JOB ::
Collect every line in the records below that contains the string "metal". Case counts.

RECORDS FOR THE TASK ::
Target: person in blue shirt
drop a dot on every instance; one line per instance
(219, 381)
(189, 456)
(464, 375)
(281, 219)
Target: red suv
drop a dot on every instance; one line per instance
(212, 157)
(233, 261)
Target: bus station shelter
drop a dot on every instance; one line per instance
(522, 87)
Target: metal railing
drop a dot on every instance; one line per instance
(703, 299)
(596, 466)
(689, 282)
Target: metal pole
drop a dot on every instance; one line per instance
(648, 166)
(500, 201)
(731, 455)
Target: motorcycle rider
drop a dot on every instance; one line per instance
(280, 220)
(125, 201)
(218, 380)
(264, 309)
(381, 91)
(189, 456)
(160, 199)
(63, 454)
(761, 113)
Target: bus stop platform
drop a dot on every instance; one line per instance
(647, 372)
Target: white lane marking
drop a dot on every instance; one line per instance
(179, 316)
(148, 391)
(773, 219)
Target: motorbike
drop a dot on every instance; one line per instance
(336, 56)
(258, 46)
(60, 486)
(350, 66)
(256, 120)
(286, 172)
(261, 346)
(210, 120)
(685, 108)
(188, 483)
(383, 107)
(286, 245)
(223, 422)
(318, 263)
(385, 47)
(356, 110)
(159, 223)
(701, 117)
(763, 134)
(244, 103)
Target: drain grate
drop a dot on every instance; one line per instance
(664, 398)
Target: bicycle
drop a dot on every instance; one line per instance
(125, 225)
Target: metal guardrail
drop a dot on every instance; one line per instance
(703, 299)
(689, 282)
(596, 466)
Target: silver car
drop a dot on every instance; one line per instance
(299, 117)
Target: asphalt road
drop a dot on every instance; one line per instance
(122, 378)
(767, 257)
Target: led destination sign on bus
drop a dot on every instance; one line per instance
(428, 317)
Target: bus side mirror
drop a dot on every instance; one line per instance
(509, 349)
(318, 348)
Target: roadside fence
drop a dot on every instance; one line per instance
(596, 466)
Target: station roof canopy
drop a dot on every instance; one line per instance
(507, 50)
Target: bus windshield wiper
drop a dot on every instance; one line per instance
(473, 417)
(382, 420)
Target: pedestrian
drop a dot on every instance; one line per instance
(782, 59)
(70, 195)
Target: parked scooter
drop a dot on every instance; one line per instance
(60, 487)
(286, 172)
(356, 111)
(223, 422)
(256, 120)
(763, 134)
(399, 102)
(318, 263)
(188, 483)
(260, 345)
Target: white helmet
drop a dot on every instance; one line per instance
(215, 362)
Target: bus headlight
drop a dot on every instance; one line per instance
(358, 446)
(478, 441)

...

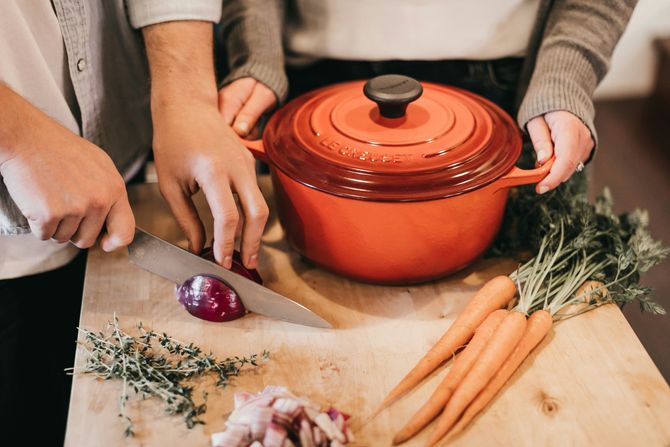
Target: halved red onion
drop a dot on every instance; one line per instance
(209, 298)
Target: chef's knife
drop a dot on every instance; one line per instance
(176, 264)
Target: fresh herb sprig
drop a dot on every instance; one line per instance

WORKED SOLUTION ::
Target: metal railing
Target: metal pole
Target: metal guardrail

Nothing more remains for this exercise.